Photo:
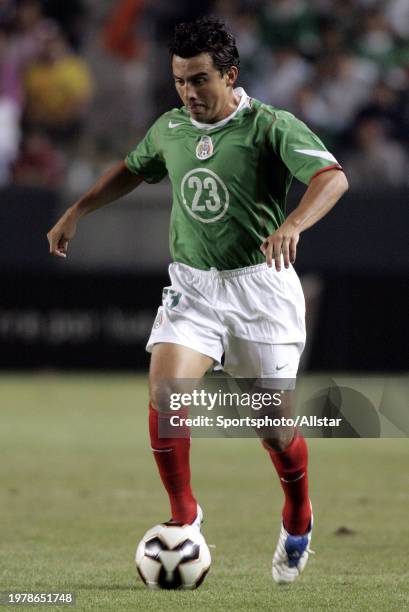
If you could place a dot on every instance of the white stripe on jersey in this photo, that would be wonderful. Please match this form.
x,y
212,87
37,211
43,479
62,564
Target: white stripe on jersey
x,y
315,153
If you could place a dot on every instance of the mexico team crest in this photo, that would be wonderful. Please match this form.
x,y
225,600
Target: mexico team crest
x,y
204,149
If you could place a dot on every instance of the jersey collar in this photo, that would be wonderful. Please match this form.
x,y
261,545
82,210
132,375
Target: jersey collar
x,y
244,103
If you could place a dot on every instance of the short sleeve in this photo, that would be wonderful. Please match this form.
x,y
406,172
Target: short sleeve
x,y
299,148
146,159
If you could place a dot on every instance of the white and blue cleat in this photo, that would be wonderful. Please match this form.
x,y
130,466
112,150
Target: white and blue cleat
x,y
196,524
291,555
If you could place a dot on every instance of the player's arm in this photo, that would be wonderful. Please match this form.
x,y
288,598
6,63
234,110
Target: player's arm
x,y
115,183
321,195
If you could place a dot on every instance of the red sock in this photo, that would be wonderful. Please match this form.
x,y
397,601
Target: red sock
x,y
291,465
172,458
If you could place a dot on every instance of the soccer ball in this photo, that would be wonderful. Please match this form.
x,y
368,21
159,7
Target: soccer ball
x,y
173,557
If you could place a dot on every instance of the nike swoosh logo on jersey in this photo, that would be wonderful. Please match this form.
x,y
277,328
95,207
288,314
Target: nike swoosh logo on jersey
x,y
315,153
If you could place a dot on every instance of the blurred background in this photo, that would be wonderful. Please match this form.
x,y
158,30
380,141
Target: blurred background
x,y
81,81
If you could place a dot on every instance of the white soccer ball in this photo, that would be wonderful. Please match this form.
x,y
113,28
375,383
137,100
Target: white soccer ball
x,y
173,557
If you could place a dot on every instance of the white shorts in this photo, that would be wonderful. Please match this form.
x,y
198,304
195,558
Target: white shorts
x,y
254,317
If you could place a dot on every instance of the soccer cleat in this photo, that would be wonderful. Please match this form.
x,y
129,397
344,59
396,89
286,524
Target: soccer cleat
x,y
197,523
291,555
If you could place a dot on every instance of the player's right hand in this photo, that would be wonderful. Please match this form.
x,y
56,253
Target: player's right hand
x,y
60,235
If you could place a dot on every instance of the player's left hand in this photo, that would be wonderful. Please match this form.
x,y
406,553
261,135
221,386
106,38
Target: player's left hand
x,y
283,242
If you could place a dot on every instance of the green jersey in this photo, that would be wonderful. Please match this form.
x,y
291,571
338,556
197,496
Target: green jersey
x,y
229,179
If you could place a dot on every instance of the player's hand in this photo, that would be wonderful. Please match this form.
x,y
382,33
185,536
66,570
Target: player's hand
x,y
283,242
60,235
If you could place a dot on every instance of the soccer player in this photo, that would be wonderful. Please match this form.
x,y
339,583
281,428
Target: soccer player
x,y
234,293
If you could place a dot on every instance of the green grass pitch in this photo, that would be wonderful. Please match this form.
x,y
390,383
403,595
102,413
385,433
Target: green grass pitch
x,y
79,488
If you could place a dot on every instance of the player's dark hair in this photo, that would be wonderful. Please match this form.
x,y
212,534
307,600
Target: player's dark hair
x,y
206,35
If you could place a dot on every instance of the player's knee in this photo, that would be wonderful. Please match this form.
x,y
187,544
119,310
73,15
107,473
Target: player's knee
x,y
164,393
280,441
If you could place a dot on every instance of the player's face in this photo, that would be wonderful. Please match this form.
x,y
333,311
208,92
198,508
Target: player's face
x,y
206,93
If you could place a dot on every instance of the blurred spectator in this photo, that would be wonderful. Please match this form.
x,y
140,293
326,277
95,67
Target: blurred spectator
x,y
289,23
287,74
58,88
71,17
9,136
39,164
377,41
377,161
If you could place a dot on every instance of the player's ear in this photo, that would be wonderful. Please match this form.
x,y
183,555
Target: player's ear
x,y
231,75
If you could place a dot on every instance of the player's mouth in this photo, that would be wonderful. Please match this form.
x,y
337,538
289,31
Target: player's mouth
x,y
196,107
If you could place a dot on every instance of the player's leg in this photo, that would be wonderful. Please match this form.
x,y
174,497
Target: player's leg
x,y
289,454
171,364
276,366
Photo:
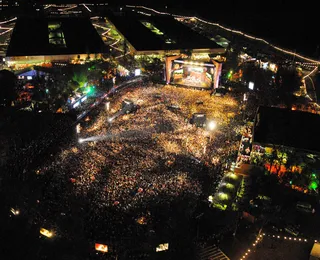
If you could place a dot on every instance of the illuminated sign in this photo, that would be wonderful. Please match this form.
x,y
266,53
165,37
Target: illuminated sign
x,y
162,247
251,85
137,72
101,247
84,98
76,104
46,232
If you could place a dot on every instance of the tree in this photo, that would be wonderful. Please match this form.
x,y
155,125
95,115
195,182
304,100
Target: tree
x,y
7,87
287,81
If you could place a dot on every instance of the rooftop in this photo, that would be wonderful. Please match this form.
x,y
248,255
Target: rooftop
x,y
34,36
151,33
289,128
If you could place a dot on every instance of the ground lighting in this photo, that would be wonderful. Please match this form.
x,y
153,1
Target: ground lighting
x,y
212,125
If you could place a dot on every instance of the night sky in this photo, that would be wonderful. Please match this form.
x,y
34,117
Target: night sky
x,y
282,22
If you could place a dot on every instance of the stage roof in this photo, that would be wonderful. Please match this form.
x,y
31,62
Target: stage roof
x,y
289,128
154,33
70,35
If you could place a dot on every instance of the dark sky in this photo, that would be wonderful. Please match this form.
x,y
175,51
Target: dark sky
x,y
282,22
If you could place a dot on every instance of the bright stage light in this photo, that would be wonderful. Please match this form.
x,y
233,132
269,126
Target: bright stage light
x,y
137,72
101,247
46,232
15,211
212,125
78,128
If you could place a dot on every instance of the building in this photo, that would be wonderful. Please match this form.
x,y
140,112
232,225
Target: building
x,y
190,58
38,40
284,140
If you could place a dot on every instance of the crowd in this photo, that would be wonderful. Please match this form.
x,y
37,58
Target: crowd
x,y
140,160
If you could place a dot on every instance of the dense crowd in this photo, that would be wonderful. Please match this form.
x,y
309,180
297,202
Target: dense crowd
x,y
151,157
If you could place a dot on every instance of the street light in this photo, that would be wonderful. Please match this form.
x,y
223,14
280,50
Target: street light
x,y
212,125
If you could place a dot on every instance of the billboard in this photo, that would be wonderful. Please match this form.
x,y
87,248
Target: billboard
x,y
192,74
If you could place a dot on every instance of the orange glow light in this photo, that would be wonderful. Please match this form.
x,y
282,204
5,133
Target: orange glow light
x,y
101,247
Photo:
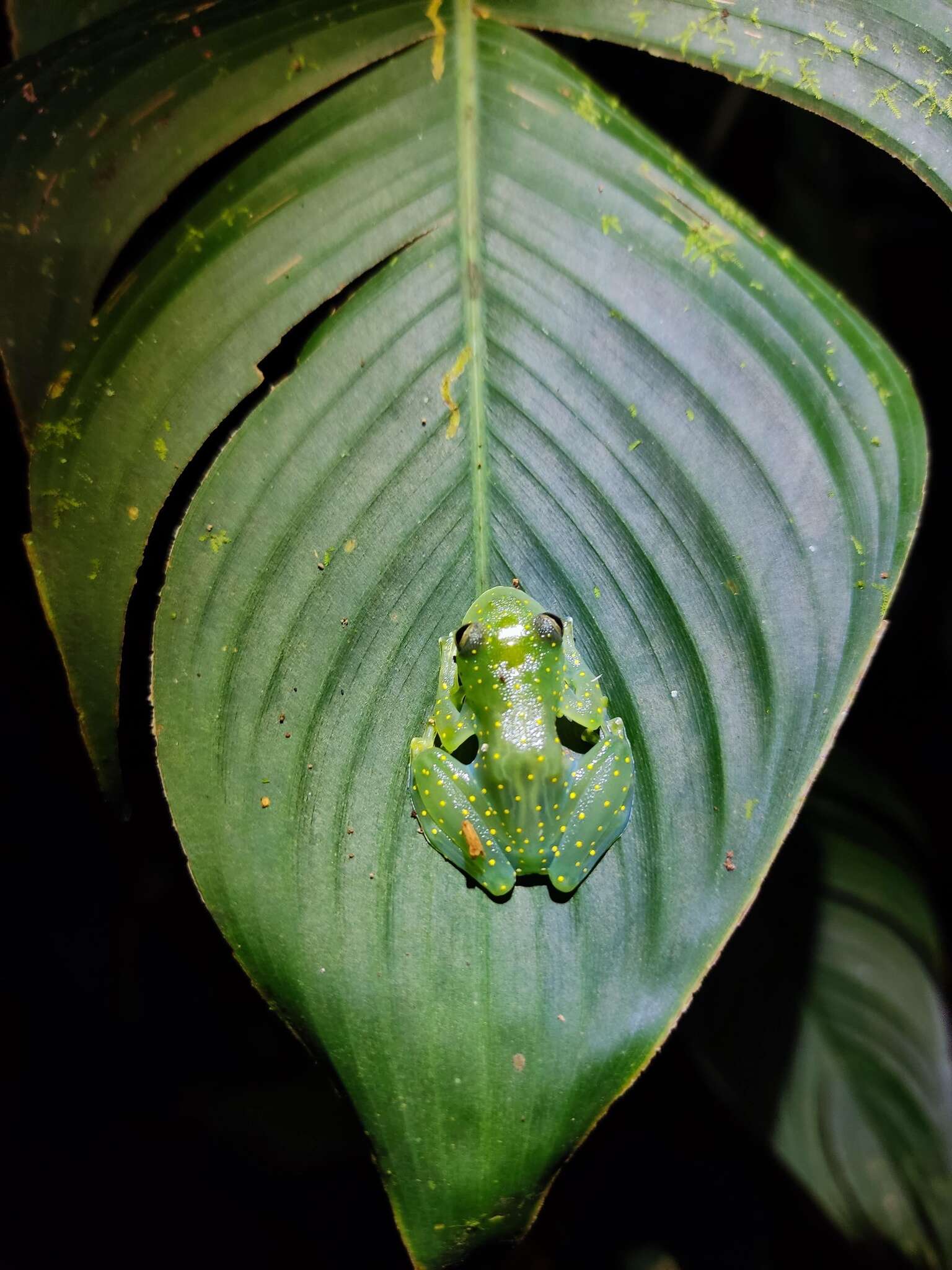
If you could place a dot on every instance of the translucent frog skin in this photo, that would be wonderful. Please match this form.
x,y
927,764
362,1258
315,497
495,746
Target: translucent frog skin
x,y
526,804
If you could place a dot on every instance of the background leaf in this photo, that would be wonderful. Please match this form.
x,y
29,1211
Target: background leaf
x,y
37,23
609,296
862,1114
881,71
98,130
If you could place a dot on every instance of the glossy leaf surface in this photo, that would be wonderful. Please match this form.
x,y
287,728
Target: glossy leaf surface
x,y
575,362
668,430
883,70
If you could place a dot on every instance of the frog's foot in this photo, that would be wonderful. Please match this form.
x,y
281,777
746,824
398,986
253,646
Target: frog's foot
x,y
457,818
601,797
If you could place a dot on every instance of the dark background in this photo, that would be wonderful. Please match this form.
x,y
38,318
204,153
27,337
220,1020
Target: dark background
x,y
159,1112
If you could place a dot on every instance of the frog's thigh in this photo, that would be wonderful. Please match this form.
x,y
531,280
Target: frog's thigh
x,y
459,819
601,796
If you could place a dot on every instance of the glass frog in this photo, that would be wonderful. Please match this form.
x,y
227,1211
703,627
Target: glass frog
x,y
526,804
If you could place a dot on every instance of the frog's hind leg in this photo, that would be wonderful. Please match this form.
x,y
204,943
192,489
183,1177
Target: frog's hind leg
x,y
583,699
599,797
457,818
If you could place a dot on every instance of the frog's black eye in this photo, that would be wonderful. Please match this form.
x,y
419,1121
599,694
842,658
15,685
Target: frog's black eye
x,y
469,639
549,628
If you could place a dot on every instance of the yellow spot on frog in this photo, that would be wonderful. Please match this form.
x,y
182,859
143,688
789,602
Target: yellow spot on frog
x,y
439,38
454,374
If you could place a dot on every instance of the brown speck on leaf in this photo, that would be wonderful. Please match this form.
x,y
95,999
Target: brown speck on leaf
x,y
472,841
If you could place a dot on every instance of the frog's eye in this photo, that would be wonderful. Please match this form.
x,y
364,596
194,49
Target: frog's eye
x,y
549,628
469,639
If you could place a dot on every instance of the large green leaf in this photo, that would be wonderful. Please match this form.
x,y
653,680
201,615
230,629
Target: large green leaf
x,y
669,430
97,131
883,70
860,1106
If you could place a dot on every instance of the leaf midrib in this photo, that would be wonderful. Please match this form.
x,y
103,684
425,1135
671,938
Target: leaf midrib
x,y
471,276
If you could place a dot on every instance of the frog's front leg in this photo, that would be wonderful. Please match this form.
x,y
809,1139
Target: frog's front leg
x,y
599,798
452,721
457,817
583,700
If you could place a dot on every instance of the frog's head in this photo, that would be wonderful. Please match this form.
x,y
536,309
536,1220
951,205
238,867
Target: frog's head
x,y
506,630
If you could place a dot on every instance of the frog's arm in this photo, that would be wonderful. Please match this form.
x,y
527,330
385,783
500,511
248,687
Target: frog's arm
x,y
583,700
601,798
452,719
457,818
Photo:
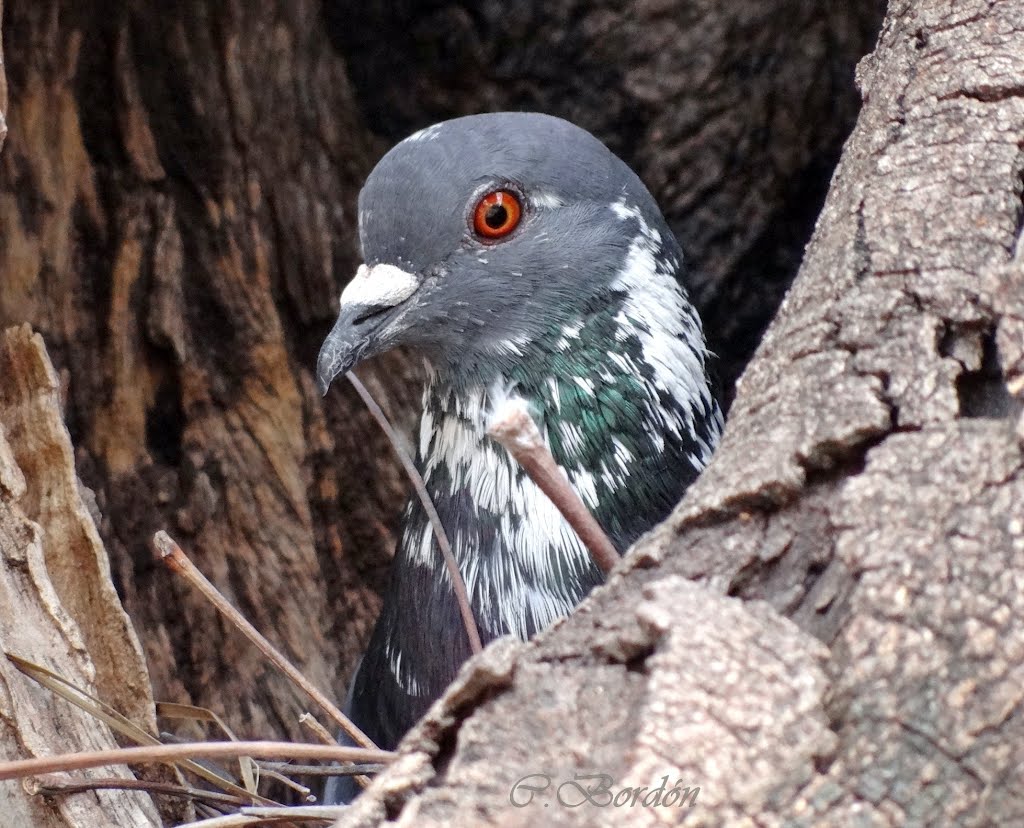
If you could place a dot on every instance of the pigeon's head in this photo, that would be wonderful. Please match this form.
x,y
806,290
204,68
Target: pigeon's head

● **Exercise task**
Extract, word for word, each line from the one that contains "the frog's head" through the final line of the data above. Leave the pictures out.

● **Exercise output**
If you could place a dot on every instance of the frog's head in this photo, that would be wonderful. Please match this form.
x,y
536,309
536,1220
951,205
238,867
Target: frog's head
x,y
506,630
If you could place a dot on every instance of the frog's arm in this photo, that would be wonderful. Please match this form.
x,y
527,330
385,783
500,511
248,687
Target: frog's arm
x,y
583,700
601,798
452,719
457,818
Photo:
If you could place a dot on every instance of the pigeon's head in this photo, that would be wonderful. Please match this form.
x,y
806,290
204,68
Target: pigeon's head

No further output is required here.